- [Quoted text]
----
Using and implementing e-signature solutions represents a strong opportunity to create new services and generate greater efficiency in normal business and digital onboarding processes. This belief has been shared by the European Union since 2016, the year in which the so-called eIDAS Regulation came into force (EU Regulation 910/2014).
The eIDAS Regulation covers the complex matter of electronic identification and electronic trust services, which include electronic signatures. The aim is to offer a common framework to all European Union countries and create the best environment for cross-border transaction and cooperation. Currently, the eIDAS Regulation is going through a review process, and a new version of it is expected to be approved by the early months of 2023, or even by the end of 2022.
When referring to the digitalization of processes, the electronic signature represents a formidable enabling tool. That’s why in this contribution we will share some facts about the different kinds of electronic signatures defined by the eIDAS Regulation and how to implement e-signatures in order to create simple, digital and fully compliant processes.
What do we mean by electronic signatures?
When we talk about electronic signatures, we generally refer to different ways by which it is possible to sign a contract without printing it, and without affixing a handwritten signature on it.
Generally speaking, when signing a contract electronically, we associate a set of electronic data, which build up the electronic signature itself, to another set of electronic data, which form the document or the contract we need to sign. This could simply be done by clicking on a button, for example.
The legal value of a signed contract depends on a series of elements which can be summed up as follows:
- evidence of intent;
- identity, and
To make a signed document legally binding, these three aspects must always be present and clear, regardless of the format of the document – paper or digital.
What do you need to make a contract legally binding?
As we mentioned before, the intent of the signer should always be evident: it makes it clear that the signing party understands the content and the terms of the document they are going to sign.
----
- [Extracted entries]
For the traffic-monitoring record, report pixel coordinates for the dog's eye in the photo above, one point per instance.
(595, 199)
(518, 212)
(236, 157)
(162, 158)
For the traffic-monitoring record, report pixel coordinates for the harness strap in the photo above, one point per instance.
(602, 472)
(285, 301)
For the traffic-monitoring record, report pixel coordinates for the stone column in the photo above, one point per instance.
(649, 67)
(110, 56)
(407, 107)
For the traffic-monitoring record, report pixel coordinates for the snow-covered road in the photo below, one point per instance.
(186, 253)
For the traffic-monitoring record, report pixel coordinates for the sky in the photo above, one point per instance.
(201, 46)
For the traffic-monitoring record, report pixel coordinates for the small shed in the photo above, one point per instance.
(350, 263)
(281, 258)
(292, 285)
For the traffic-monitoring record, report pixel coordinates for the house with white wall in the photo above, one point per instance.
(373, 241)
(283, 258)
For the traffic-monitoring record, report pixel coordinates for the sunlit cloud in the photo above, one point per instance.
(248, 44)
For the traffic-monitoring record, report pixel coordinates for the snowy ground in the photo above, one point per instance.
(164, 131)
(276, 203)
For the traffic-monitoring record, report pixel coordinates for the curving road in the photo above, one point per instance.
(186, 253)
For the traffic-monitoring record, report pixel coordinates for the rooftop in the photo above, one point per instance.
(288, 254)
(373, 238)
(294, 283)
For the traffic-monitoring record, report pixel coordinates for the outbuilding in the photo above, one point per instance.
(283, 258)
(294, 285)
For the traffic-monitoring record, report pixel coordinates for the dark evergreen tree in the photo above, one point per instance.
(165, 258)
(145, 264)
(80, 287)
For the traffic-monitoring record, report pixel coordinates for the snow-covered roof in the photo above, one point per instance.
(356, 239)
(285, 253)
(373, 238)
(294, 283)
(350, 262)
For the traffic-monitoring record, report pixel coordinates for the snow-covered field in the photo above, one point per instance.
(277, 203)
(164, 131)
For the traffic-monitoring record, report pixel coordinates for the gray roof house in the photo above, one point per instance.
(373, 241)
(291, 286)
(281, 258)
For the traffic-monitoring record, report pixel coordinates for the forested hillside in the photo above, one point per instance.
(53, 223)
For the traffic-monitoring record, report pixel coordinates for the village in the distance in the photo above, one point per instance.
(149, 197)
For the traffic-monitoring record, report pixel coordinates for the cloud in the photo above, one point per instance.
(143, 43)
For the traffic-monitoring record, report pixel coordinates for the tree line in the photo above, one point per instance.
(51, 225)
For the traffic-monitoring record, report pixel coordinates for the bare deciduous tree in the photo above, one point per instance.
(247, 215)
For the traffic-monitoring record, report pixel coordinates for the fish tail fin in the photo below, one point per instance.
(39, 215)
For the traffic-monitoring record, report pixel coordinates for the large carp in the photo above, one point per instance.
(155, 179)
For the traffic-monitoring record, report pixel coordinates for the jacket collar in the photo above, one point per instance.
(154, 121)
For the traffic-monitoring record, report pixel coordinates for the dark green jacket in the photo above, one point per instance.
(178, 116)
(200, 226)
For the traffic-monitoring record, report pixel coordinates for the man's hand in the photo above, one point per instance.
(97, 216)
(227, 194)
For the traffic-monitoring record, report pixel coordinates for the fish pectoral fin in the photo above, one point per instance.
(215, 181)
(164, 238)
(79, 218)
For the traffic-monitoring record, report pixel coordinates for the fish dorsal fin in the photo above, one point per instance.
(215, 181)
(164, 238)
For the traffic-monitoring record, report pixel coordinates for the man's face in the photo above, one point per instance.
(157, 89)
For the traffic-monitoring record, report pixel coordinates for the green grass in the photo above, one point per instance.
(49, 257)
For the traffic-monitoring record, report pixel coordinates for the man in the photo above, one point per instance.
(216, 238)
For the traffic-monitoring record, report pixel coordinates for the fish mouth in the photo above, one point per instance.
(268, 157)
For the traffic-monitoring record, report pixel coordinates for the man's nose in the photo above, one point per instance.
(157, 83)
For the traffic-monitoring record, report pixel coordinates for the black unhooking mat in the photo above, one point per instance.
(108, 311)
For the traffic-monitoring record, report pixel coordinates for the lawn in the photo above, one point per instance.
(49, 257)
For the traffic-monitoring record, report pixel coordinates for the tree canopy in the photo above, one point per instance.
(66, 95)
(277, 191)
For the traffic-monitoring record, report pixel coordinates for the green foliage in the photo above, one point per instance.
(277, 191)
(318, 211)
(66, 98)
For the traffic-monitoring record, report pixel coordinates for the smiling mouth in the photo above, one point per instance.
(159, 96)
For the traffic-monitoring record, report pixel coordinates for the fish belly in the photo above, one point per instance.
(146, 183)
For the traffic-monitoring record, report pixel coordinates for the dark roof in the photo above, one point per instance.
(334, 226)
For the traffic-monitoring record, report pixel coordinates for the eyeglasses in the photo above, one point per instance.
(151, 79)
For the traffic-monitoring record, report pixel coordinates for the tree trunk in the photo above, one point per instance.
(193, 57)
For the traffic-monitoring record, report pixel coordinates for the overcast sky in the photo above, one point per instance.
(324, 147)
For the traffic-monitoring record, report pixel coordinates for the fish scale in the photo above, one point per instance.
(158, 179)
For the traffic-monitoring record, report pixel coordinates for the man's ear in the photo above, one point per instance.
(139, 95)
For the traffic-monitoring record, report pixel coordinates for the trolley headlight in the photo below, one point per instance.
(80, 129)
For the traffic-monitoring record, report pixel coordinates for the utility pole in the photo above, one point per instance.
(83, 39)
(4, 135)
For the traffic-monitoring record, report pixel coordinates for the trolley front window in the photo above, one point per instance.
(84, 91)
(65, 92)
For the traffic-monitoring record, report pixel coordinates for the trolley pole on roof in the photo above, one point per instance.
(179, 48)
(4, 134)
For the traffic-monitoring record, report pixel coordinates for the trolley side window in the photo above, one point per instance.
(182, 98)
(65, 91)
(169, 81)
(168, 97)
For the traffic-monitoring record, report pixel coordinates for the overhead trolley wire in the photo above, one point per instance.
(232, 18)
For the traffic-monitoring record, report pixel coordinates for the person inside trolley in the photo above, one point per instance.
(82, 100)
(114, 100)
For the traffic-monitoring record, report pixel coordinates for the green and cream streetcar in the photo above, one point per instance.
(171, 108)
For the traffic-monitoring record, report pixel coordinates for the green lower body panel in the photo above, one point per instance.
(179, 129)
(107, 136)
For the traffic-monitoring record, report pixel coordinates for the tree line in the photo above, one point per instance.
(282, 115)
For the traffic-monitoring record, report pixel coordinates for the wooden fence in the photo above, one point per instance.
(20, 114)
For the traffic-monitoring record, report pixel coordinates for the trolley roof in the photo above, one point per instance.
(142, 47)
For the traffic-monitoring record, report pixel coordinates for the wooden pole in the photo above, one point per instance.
----
- [Tasks to complete]
1. Gather every line of the entries that contains the word "wooden", matching case exactly.
2. Write the next part of the text on electronic signatures and the eIDAS Regulation, starting after its last sentence.

- [Answers for this exercise]
1.
For the traffic-monitoring record, report pixel coordinates for the wooden fence in the photo above, one point per instance.
For the traffic-monitoring record, report pixel coordinates for the wooden pole in the photo above, one point per instance.

2.
But to identify the counterpart – to be able to associate the undersigned document to its signer – is just as important. This can easily be done by means of the email address or mobile phone number that are related to the signer and are used to send them the invitation to sign the document. It is also possible to ensure the counterpart’s identification by means of electronic identification (eID) or by asking them to upload a copy of an ID document, when circumstances require a stronger form of identification. .
Last but not least, it could be necessary to prove the validity of a contract, as in the case of a dispute. In this case, to prove that the document has not been intentionally tampered with, you will need to demonstrate its integrity.
But how can you ensure all of these characteristics?
This can easily be done by collecting evidence of all the events that define the life-cycle of a signed document – from the moment it is shared with the counterpart, to when it is signed.
Scrive, which is Doxee’s partner for electronic signature, ensures the evidence of the “3 I’s” thanks to the Evidence Package, a set of information that describes all the different events the document undergoes, and that is attached to the signed document itself.
Evidence collected in the Evidence Package consists of audit logs that show, for instance:
- a screenshot of the agreement in the Scrive UI, to demonstrate intent;
- proof of the identification of the signer, which could be their email address or phone number, or a means of eID;
- time references that show the exact date and time of events such as identification, opening of the document, signing.
Finally, a digital signature (or digital seal) is affixed to the signed document: this will prevent it from being tampered with and ensure its integrity.
But there are different types of electronic signature, with different characteristics both from a technological and from a legal point of view. So, let’s try to figure out what an electronic signature looks like according to eIDAS.
Electronic signatures in the eIDAS Regulation
Each country may have its own regulation when it comes to signing a document or a contract, but when we talk about electronic signatures in any EU country, we should always consider the eIDAS Regulation first. That’s because the eIDAS Regulation is an EU regulation, and this means it must be applied in all EU countries at a first level. Then, every country may have its norms about the topic, but always taking into account the framework of the eIDAS Regulation.
That being said, let’s see how many different kinds of e-signatures we have in the eIDAS Regulation and how they work.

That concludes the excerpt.